## start
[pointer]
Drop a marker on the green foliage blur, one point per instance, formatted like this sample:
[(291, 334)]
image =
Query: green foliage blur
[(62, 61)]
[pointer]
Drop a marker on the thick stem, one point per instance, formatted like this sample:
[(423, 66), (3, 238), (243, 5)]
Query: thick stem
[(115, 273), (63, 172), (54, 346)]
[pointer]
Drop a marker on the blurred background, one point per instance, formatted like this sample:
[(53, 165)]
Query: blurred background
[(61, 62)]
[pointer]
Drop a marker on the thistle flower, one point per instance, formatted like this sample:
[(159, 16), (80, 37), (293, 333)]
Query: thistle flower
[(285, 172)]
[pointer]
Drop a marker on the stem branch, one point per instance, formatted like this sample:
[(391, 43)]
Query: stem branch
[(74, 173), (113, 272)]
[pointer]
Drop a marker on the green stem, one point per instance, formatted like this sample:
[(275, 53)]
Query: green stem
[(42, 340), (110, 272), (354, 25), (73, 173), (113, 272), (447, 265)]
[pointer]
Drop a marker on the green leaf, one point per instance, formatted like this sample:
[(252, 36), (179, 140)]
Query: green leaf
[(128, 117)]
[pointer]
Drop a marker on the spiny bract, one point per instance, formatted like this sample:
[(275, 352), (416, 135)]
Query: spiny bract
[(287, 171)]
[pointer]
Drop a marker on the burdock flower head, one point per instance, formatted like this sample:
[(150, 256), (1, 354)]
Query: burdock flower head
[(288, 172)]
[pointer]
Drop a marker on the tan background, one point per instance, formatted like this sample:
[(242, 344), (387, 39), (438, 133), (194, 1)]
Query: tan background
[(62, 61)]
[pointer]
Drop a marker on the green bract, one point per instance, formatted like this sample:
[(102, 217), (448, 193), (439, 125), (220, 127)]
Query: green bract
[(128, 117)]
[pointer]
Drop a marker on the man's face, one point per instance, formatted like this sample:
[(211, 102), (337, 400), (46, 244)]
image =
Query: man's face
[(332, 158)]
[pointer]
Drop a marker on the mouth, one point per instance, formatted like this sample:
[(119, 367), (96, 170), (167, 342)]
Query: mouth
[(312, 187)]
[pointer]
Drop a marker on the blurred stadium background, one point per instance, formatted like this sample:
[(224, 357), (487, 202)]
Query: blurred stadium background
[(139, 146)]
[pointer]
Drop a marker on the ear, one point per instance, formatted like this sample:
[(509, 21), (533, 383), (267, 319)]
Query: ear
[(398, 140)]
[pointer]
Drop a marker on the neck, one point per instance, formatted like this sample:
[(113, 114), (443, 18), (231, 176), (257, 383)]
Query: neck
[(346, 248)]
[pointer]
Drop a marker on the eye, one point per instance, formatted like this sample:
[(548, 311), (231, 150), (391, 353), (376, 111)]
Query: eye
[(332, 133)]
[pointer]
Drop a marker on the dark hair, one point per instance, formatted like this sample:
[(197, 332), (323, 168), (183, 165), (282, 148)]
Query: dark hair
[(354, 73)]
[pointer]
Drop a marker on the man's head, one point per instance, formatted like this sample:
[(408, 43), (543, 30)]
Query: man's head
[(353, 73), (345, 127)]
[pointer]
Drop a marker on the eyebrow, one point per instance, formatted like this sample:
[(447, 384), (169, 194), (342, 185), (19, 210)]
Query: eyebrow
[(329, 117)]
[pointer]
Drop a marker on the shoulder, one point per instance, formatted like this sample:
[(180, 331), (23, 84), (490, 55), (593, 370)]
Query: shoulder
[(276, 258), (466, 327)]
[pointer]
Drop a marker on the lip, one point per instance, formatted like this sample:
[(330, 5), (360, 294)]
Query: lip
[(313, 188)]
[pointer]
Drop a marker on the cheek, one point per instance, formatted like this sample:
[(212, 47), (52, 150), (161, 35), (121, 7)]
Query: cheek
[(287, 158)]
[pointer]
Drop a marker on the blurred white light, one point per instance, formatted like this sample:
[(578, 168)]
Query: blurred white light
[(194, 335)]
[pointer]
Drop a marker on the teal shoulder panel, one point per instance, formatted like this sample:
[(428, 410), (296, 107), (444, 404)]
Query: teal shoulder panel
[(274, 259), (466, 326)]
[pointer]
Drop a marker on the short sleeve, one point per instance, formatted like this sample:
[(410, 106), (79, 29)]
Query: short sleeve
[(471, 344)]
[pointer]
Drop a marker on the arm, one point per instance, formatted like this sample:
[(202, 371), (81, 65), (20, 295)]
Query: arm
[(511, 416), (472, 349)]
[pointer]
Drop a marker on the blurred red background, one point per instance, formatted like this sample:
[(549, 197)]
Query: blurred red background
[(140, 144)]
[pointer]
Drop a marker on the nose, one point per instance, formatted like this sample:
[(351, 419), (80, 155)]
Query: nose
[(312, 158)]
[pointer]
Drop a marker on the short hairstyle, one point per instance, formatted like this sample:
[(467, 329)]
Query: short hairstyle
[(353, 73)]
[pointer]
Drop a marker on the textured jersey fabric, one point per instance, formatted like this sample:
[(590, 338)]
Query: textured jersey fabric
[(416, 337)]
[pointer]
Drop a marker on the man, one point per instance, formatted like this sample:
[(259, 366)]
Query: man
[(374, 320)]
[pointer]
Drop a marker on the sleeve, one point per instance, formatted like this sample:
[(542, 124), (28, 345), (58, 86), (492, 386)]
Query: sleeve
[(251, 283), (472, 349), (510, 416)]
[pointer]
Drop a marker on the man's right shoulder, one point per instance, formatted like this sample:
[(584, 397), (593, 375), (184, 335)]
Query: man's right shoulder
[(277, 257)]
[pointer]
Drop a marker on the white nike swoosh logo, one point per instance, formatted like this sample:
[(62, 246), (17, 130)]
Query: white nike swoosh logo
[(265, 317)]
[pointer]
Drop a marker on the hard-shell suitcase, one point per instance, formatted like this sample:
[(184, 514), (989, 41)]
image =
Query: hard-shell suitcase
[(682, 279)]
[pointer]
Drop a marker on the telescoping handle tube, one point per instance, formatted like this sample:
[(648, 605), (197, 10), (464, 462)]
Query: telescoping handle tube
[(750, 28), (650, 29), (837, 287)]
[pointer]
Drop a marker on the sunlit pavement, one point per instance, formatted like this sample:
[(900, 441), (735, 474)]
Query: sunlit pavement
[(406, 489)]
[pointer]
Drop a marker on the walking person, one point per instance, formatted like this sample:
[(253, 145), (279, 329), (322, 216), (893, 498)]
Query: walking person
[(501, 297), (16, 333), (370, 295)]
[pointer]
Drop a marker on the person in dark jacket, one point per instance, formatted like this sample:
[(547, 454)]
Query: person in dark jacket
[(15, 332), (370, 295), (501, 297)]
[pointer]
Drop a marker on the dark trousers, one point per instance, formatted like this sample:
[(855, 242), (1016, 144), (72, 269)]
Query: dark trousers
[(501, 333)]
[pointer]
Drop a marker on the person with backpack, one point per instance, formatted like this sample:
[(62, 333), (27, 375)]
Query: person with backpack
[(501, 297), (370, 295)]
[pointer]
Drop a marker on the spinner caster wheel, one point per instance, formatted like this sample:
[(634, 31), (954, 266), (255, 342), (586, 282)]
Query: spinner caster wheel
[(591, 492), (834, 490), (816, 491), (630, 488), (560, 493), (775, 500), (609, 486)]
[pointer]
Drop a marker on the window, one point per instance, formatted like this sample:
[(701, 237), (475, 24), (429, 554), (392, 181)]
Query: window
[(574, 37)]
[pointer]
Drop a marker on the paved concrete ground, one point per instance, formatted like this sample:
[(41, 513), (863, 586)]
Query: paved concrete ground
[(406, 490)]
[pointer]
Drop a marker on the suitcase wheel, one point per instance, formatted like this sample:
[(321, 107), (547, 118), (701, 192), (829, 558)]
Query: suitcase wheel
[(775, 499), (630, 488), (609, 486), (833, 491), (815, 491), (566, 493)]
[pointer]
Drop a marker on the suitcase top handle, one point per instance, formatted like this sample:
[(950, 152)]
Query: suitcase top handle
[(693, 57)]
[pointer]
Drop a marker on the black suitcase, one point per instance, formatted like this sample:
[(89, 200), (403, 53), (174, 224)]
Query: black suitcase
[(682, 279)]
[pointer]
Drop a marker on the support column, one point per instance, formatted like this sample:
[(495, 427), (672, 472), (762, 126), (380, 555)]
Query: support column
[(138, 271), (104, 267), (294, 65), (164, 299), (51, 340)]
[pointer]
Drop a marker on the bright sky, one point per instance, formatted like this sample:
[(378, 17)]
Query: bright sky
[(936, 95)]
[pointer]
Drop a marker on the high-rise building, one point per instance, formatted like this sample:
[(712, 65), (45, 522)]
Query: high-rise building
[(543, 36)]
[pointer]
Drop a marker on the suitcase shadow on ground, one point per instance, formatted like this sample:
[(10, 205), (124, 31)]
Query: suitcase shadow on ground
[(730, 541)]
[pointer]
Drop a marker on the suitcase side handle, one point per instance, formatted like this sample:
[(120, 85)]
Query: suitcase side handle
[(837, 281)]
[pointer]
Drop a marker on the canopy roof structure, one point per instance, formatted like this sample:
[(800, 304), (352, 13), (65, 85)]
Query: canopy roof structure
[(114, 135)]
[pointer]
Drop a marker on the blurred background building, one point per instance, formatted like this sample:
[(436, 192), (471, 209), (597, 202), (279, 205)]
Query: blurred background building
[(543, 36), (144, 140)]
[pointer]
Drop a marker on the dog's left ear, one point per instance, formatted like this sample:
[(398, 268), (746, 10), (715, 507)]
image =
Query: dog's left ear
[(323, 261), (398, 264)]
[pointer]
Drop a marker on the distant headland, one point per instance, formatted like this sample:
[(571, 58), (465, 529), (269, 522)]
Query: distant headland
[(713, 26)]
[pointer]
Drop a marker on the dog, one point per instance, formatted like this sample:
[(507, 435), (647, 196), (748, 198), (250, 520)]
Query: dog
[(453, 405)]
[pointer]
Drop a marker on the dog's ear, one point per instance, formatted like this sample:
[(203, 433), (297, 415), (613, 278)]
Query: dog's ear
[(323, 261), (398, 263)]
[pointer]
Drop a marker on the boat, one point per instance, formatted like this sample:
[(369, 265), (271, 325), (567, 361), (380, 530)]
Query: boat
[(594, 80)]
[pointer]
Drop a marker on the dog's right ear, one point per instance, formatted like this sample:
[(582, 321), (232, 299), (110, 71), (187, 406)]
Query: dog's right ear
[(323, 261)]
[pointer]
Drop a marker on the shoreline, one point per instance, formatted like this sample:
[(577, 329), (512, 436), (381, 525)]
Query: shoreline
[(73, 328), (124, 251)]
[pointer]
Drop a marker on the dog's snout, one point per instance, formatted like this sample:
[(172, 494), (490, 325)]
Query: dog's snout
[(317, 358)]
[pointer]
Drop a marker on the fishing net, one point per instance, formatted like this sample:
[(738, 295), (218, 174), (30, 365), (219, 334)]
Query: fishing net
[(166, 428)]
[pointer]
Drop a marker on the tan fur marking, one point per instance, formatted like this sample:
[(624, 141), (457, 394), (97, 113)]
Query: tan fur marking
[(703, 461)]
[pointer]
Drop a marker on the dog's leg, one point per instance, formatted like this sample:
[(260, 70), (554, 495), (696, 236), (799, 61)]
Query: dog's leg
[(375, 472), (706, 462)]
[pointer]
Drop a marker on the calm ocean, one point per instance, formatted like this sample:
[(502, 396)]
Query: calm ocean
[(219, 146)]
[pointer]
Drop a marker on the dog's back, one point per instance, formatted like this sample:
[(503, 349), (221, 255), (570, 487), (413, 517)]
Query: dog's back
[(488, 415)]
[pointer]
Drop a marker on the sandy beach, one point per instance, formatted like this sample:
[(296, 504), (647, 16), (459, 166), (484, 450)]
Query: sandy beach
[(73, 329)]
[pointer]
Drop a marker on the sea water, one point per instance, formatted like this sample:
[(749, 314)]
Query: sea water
## end
**Short exercise**
Could you reproduce everything from the start of the rows down to the line containing "[(115, 273), (63, 172), (54, 346)]", with both ends included?

**Task answer**
[pointer]
Drop a marker on the green foliage blur, one point per instance, formatted like this sample:
[(291, 334)]
image =
Query: green foliage blur
[(62, 61)]
[pointer]
Drop a marker on the thick stem, one point per instance, formatted like this sample:
[(423, 66), (3, 238), (243, 5)]
Query: thick stem
[(115, 273), (63, 172), (54, 346)]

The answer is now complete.